In the data below, find each line that contains the word "exhaust" and copy it.

### SUPPLIED DATA ###

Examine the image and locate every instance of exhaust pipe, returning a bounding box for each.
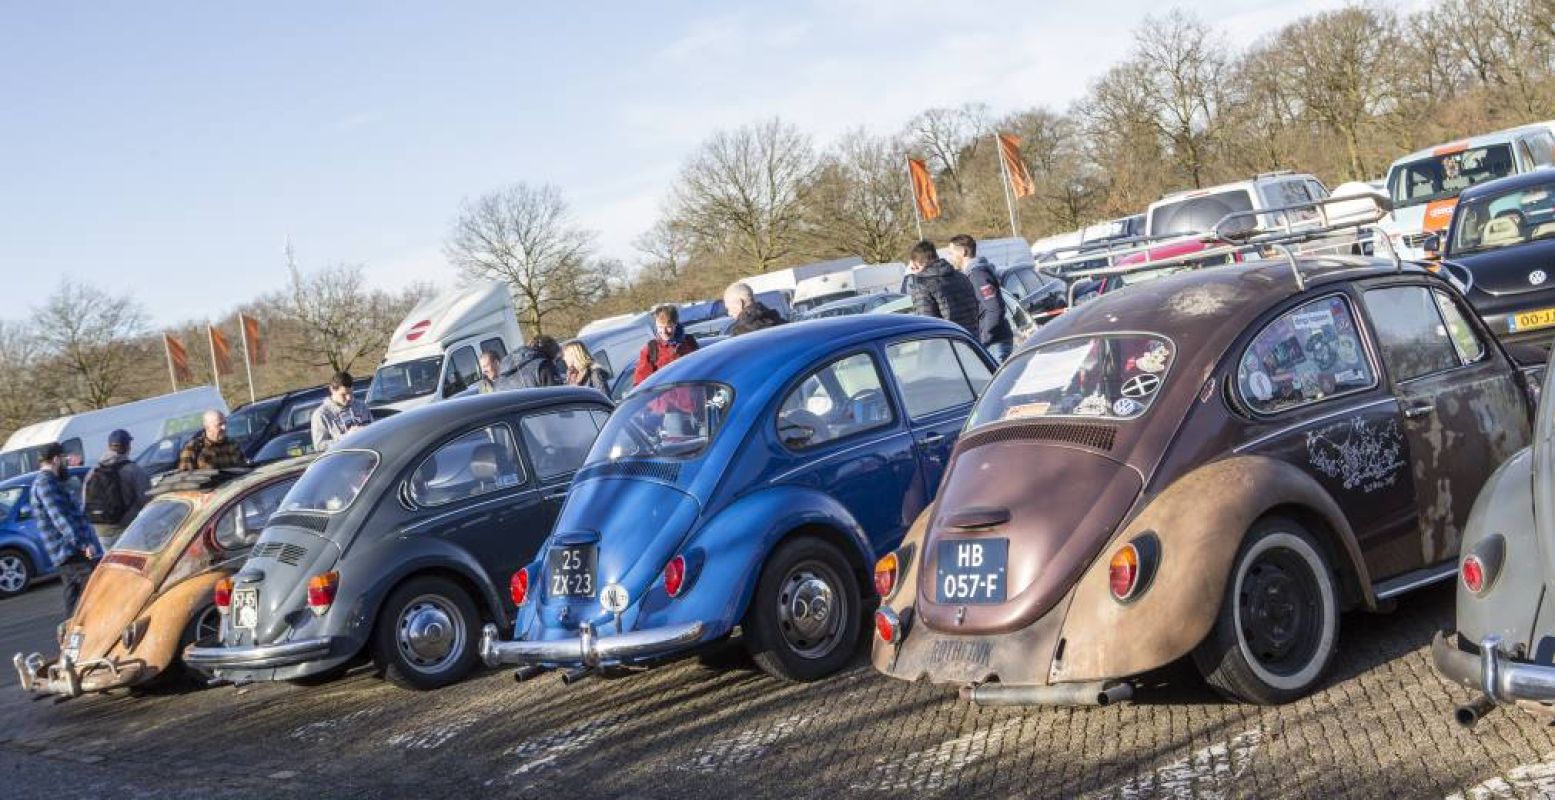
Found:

###
### SUPPLIED DATA ###

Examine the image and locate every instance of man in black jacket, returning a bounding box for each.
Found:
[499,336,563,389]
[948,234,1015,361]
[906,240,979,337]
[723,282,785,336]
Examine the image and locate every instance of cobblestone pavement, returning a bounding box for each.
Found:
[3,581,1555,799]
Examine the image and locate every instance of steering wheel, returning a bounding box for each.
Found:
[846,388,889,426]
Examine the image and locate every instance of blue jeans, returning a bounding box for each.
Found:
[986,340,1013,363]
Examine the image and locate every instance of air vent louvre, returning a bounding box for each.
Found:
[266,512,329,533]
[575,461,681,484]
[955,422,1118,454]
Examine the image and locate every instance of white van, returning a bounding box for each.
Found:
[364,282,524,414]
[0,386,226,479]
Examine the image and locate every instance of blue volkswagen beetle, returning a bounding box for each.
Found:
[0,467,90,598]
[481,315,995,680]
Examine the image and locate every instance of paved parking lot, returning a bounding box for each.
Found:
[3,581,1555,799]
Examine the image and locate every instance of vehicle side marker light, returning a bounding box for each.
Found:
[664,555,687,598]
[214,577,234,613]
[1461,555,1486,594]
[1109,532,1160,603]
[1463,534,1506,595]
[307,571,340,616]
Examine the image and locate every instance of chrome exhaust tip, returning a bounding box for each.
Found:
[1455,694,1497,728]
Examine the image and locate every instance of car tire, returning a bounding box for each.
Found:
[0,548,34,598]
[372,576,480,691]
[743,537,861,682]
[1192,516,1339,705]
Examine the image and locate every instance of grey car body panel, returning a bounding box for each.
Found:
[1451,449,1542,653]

###

## OUTPUT
Examine the image and locate every instance of exhaust pipe, returning a bounding box for each.
Examine the image and locate every instance of chrome exhaust tip, returning a bounding box for each.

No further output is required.